- EXERCISE INSTRUCTIONS
When you reach a picture, skip it, and retype every line below exactly.

Referring expression data
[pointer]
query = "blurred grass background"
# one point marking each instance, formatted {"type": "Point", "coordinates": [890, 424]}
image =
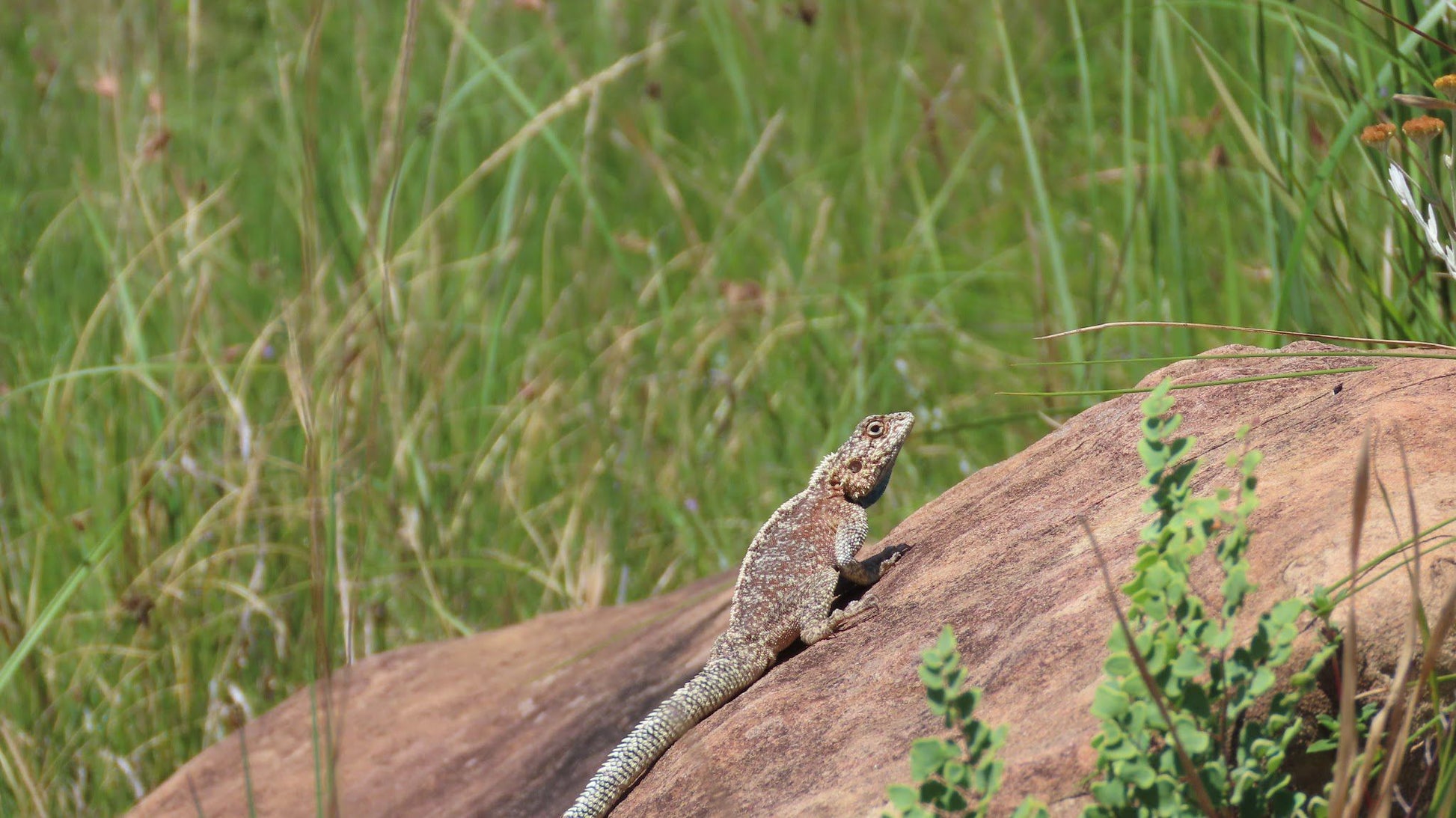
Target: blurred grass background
{"type": "Point", "coordinates": [328, 328]}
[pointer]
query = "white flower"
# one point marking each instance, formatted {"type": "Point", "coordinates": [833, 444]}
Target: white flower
{"type": "Point", "coordinates": [1428, 222]}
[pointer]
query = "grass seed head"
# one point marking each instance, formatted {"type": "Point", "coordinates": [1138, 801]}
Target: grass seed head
{"type": "Point", "coordinates": [1377, 135]}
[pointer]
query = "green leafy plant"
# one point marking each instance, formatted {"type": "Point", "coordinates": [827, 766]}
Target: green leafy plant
{"type": "Point", "coordinates": [955, 776]}
{"type": "Point", "coordinates": [1178, 737]}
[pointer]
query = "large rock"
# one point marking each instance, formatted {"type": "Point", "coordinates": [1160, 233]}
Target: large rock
{"type": "Point", "coordinates": [513, 722]}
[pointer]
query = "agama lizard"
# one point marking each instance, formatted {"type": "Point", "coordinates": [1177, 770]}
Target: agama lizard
{"type": "Point", "coordinates": [785, 593]}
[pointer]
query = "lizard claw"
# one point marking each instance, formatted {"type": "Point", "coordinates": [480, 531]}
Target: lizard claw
{"type": "Point", "coordinates": [891, 555]}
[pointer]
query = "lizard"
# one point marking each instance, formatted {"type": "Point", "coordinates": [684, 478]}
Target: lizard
{"type": "Point", "coordinates": [785, 591]}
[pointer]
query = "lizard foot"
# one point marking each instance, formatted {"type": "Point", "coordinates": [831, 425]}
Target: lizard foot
{"type": "Point", "coordinates": [852, 613]}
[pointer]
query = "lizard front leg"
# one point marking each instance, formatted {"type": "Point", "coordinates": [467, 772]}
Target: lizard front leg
{"type": "Point", "coordinates": [848, 540]}
{"type": "Point", "coordinates": [868, 573]}
{"type": "Point", "coordinates": [816, 619]}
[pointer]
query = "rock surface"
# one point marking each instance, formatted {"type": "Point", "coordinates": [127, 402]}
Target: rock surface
{"type": "Point", "coordinates": [513, 722]}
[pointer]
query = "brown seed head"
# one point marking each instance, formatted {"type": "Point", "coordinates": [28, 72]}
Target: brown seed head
{"type": "Point", "coordinates": [1376, 135]}
{"type": "Point", "coordinates": [1423, 129]}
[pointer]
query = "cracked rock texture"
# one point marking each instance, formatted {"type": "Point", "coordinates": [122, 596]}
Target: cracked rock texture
{"type": "Point", "coordinates": [514, 721]}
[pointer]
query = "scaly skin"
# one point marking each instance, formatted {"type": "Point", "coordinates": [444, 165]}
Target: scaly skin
{"type": "Point", "coordinates": [785, 593]}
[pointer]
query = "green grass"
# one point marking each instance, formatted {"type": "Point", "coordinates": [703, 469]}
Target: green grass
{"type": "Point", "coordinates": [313, 344]}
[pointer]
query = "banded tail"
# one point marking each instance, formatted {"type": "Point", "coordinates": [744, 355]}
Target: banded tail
{"type": "Point", "coordinates": [711, 689]}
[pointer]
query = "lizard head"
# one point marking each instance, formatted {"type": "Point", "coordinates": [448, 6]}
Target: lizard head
{"type": "Point", "coordinates": [861, 468]}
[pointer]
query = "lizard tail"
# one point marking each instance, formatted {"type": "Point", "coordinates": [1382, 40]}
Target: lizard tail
{"type": "Point", "coordinates": [711, 689]}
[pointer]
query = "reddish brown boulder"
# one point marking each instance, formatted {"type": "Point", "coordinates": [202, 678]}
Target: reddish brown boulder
{"type": "Point", "coordinates": [513, 722]}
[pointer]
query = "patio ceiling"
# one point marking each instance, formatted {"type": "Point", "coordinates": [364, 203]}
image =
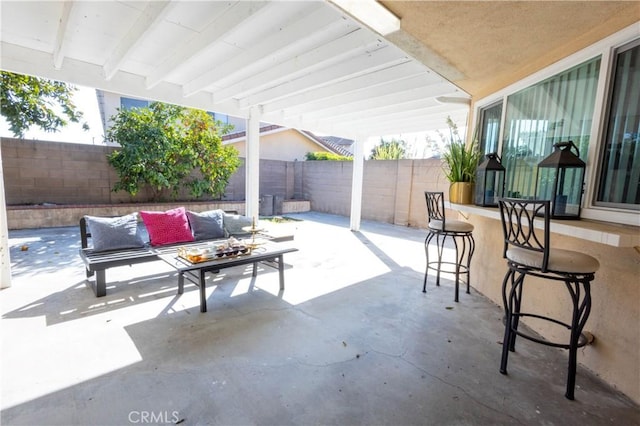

- OUTPUT OF THE EXERCISE
[pointer]
query = "blurred grass background"
# one point marking each instance, formatted {"type": "Point", "coordinates": [890, 424]}
image =
Target: blurred grass background
{"type": "Point", "coordinates": [328, 328]}
[pointer]
query = "white flower"
# one point marking each instance, formatted {"type": "Point", "coordinates": [833, 444]}
Target: white flower
{"type": "Point", "coordinates": [1428, 222]}
[pointer]
query = "grass seed head"
# one point marking each instance, formatted {"type": "Point", "coordinates": [1138, 801]}
Target: grass seed head
{"type": "Point", "coordinates": [1377, 135]}
[pointer]
query = "green leafy plant"
# one point marking each instance, formatted {"type": "Point", "coordinates": [827, 766]}
Target: green leafy plant
{"type": "Point", "coordinates": [955, 776]}
{"type": "Point", "coordinates": [1178, 737]}
[pointer]
query = "large rock"
# one point marking each instance, formatted {"type": "Point", "coordinates": [1160, 233]}
Target: large rock
{"type": "Point", "coordinates": [513, 722]}
[pointer]
query = "agama lizard"
# one point marking each instance, formatted {"type": "Point", "coordinates": [1177, 770]}
Target: agama lizard
{"type": "Point", "coordinates": [785, 593]}
[pointer]
query = "lizard claw"
# one point marking each instance, formatted {"type": "Point", "coordinates": [480, 531]}
Target: lizard claw
{"type": "Point", "coordinates": [891, 555]}
[pointer]
query = "lizard"
# one point marking each instance, formatted {"type": "Point", "coordinates": [684, 478]}
Target: lizard
{"type": "Point", "coordinates": [785, 591]}
[pointer]
query = "lizard foot"
# one point marking each instance, formatted {"type": "Point", "coordinates": [831, 425]}
Target: lizard foot
{"type": "Point", "coordinates": [852, 613]}
[pointer]
query = "lizard front leg"
# one point marking each instance, formatted {"type": "Point", "coordinates": [467, 772]}
Target: lizard front leg
{"type": "Point", "coordinates": [848, 540]}
{"type": "Point", "coordinates": [868, 573]}
{"type": "Point", "coordinates": [816, 619]}
[pointer]
query = "rock surface"
# one point marking each instance, formatted {"type": "Point", "coordinates": [127, 402]}
Target: rock surface
{"type": "Point", "coordinates": [513, 722]}
[pointer]
query = "brown seed head"
# one point marking each instance, formatted {"type": "Point", "coordinates": [28, 72]}
Target: brown seed head
{"type": "Point", "coordinates": [1376, 135]}
{"type": "Point", "coordinates": [1423, 129]}
[pointer]
query = "cracked rock texture"
# one point marking each instance, formatted {"type": "Point", "coordinates": [122, 596]}
Target: cracked rock texture
{"type": "Point", "coordinates": [514, 721]}
[pointer]
query = "scaly skin"
# one point marking each instance, formatted {"type": "Point", "coordinates": [444, 165]}
Target: scaly skin
{"type": "Point", "coordinates": [785, 593]}
[pointer]
query = "green grass"
# one point marking each instance, formatted {"type": "Point", "coordinates": [703, 469]}
Target: green grass
{"type": "Point", "coordinates": [313, 344]}
[pointer]
query = "banded tail"
# one point marking each instance, formatted {"type": "Point", "coordinates": [744, 355]}
Target: banded tail
{"type": "Point", "coordinates": [711, 689]}
[pointer]
query = "lizard head"
# one point marking each instance, formatted {"type": "Point", "coordinates": [448, 6]}
Target: lizard head
{"type": "Point", "coordinates": [861, 468]}
[pointer]
query = "lizard tail"
# one point marking each instance, formatted {"type": "Point", "coordinates": [1382, 40]}
Target: lizard tail
{"type": "Point", "coordinates": [711, 689]}
[pointer]
query = "reddish brown boulder"
# one point marking each instance, formatted {"type": "Point", "coordinates": [202, 678]}
Target: reddish brown boulder
{"type": "Point", "coordinates": [513, 722]}
[pointer]
query = "patio ceiling"
# one point marking each instance, formatted {"type": "Point", "coordinates": [364, 203]}
image =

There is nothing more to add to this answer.